● TASK: Report each line in the records that contains the word "background", copying the whole line. Match case exactly.

● MATERIAL SUPPLIED:
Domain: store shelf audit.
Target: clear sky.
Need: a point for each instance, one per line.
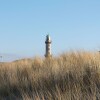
(72, 24)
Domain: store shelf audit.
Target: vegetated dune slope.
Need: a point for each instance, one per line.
(70, 76)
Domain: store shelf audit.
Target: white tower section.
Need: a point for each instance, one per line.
(48, 46)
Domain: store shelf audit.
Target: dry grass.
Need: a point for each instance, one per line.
(70, 76)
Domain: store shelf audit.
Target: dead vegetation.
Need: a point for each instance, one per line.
(70, 76)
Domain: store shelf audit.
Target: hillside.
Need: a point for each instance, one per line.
(70, 76)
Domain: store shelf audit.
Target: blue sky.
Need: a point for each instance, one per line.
(72, 24)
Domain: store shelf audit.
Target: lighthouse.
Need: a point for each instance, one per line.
(48, 46)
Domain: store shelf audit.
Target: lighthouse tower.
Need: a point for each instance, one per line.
(48, 46)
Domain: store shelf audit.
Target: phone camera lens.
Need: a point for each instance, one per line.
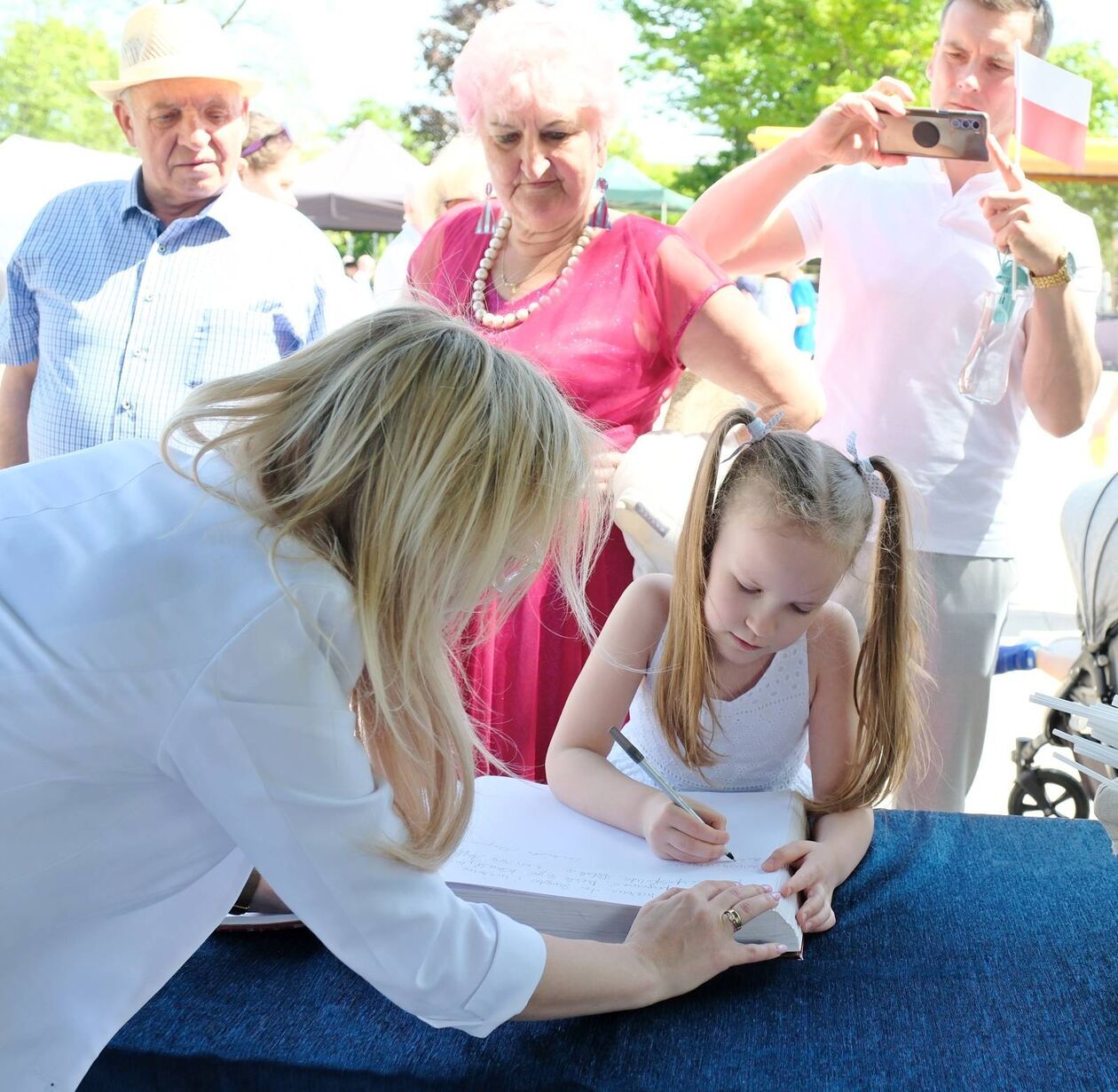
(925, 134)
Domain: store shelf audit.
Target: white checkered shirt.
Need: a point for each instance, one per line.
(125, 317)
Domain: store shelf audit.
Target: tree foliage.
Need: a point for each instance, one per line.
(442, 43)
(390, 121)
(738, 65)
(45, 71)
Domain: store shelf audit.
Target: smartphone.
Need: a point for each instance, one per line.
(936, 133)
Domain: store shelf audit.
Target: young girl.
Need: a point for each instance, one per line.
(736, 670)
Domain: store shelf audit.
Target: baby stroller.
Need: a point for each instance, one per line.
(1089, 524)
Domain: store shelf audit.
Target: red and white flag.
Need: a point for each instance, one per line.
(1053, 108)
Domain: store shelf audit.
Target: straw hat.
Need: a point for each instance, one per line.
(173, 42)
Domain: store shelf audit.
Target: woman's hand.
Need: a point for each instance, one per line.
(684, 939)
(605, 467)
(816, 874)
(678, 941)
(675, 837)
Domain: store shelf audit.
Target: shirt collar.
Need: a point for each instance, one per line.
(933, 170)
(228, 208)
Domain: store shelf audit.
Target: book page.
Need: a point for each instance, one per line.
(523, 838)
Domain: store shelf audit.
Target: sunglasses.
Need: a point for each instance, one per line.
(256, 145)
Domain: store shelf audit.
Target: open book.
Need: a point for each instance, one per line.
(543, 864)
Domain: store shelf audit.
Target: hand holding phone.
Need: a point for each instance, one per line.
(936, 133)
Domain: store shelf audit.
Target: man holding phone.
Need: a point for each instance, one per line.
(908, 254)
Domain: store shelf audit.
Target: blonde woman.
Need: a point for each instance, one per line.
(269, 160)
(181, 655)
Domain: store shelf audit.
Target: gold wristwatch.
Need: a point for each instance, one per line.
(1065, 271)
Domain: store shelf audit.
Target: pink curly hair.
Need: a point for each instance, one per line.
(532, 55)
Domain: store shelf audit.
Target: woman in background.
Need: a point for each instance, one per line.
(611, 313)
(269, 160)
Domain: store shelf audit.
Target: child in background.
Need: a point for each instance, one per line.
(738, 669)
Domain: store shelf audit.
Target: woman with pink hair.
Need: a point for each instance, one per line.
(611, 313)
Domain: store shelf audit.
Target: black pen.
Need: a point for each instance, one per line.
(632, 751)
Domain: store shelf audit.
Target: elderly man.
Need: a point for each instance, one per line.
(125, 295)
(908, 254)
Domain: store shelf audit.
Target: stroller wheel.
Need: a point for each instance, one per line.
(1049, 794)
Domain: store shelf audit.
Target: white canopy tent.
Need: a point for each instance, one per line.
(359, 185)
(34, 171)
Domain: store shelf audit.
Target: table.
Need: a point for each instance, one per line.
(971, 953)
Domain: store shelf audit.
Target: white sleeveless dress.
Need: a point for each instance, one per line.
(761, 742)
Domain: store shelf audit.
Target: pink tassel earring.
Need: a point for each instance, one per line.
(485, 220)
(601, 216)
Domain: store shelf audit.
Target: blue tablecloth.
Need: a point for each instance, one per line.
(971, 953)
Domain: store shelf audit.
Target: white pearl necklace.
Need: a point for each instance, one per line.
(489, 259)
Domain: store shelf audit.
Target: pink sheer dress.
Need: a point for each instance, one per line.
(610, 341)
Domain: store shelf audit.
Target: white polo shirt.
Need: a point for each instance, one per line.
(904, 265)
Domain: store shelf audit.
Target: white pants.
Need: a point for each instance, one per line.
(968, 601)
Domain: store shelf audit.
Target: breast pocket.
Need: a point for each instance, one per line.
(228, 342)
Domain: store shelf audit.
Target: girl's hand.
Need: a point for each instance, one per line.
(605, 467)
(675, 837)
(683, 938)
(816, 874)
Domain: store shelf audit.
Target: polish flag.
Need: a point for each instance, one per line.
(1053, 107)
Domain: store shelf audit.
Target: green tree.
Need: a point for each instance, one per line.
(1098, 200)
(390, 121)
(442, 43)
(736, 65)
(45, 69)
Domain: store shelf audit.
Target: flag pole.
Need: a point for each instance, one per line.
(1016, 138)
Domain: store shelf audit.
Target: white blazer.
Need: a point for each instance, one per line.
(170, 717)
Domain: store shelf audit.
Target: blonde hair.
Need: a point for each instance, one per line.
(536, 55)
(421, 462)
(457, 173)
(821, 493)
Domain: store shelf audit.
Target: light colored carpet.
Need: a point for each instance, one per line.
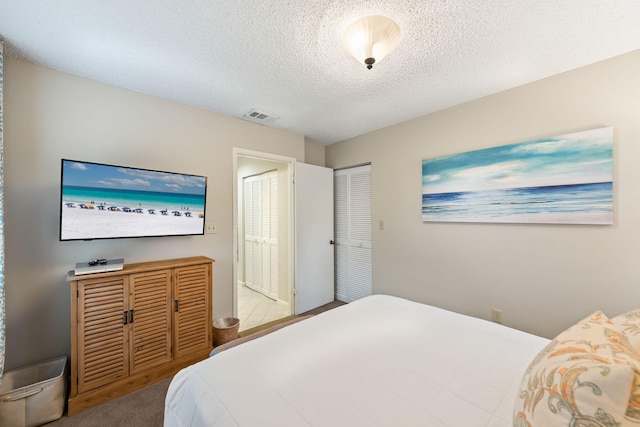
(141, 408)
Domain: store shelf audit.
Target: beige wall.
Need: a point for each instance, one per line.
(50, 115)
(543, 277)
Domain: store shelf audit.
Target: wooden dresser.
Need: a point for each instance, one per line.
(133, 327)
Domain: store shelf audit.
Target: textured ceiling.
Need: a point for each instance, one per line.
(285, 58)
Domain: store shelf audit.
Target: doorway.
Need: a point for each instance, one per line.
(263, 269)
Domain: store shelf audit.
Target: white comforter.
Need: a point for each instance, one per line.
(379, 361)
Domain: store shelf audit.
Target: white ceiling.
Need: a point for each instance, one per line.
(285, 58)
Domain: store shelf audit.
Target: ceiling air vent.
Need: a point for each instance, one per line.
(260, 117)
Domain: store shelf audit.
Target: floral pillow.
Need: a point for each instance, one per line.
(629, 323)
(589, 375)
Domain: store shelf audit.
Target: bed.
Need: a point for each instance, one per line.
(379, 361)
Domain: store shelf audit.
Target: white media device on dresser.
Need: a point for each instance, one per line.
(136, 326)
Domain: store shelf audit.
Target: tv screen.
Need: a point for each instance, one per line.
(99, 201)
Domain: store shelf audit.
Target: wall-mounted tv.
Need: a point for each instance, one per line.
(100, 201)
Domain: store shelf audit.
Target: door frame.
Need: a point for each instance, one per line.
(290, 162)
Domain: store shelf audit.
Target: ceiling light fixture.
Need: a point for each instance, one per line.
(371, 38)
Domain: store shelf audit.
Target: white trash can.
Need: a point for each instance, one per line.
(33, 395)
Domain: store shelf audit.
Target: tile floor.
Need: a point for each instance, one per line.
(254, 309)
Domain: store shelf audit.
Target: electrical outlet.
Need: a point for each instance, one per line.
(496, 315)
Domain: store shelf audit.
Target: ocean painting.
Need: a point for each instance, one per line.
(566, 179)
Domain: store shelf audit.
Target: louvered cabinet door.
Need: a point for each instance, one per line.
(150, 319)
(102, 333)
(192, 309)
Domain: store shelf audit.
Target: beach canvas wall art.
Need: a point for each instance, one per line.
(101, 201)
(566, 179)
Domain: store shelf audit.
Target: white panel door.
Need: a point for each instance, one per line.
(314, 258)
(261, 233)
(353, 233)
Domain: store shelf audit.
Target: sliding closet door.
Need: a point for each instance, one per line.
(261, 233)
(352, 193)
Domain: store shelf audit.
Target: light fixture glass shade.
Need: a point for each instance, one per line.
(371, 38)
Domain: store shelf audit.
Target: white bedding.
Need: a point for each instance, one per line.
(379, 361)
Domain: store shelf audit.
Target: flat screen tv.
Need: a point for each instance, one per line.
(100, 201)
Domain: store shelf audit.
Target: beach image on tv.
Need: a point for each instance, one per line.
(106, 201)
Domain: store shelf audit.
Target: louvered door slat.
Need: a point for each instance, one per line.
(151, 302)
(192, 322)
(102, 345)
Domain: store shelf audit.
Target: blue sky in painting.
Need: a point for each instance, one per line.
(84, 174)
(583, 157)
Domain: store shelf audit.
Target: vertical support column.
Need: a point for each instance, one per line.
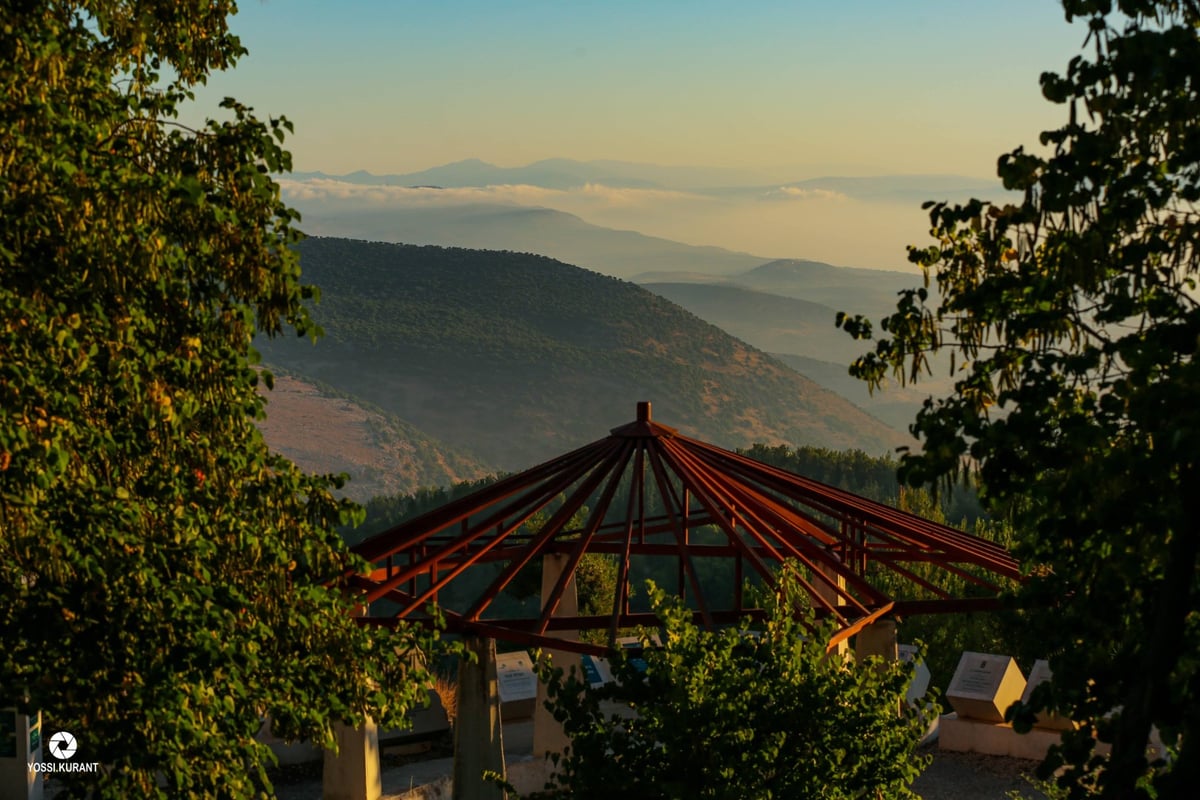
(478, 739)
(21, 745)
(547, 733)
(877, 639)
(353, 773)
(831, 595)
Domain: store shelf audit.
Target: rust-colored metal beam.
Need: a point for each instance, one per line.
(768, 518)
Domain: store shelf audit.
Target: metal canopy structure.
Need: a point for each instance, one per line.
(647, 492)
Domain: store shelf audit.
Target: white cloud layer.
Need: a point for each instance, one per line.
(787, 222)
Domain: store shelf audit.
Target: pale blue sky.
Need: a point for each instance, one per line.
(867, 86)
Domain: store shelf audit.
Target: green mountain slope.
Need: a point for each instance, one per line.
(325, 431)
(517, 358)
(556, 234)
(841, 288)
(768, 322)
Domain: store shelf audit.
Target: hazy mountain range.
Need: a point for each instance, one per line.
(443, 365)
(510, 359)
(565, 174)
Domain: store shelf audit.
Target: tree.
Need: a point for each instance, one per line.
(1074, 319)
(736, 715)
(163, 577)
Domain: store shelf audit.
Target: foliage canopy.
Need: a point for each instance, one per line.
(162, 575)
(1075, 323)
(733, 715)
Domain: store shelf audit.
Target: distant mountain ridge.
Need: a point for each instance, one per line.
(568, 173)
(555, 234)
(516, 358)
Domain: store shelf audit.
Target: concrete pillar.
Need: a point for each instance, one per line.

● SOLUTION TO THIS TASK:
Target: woman in background.
Target: child in background.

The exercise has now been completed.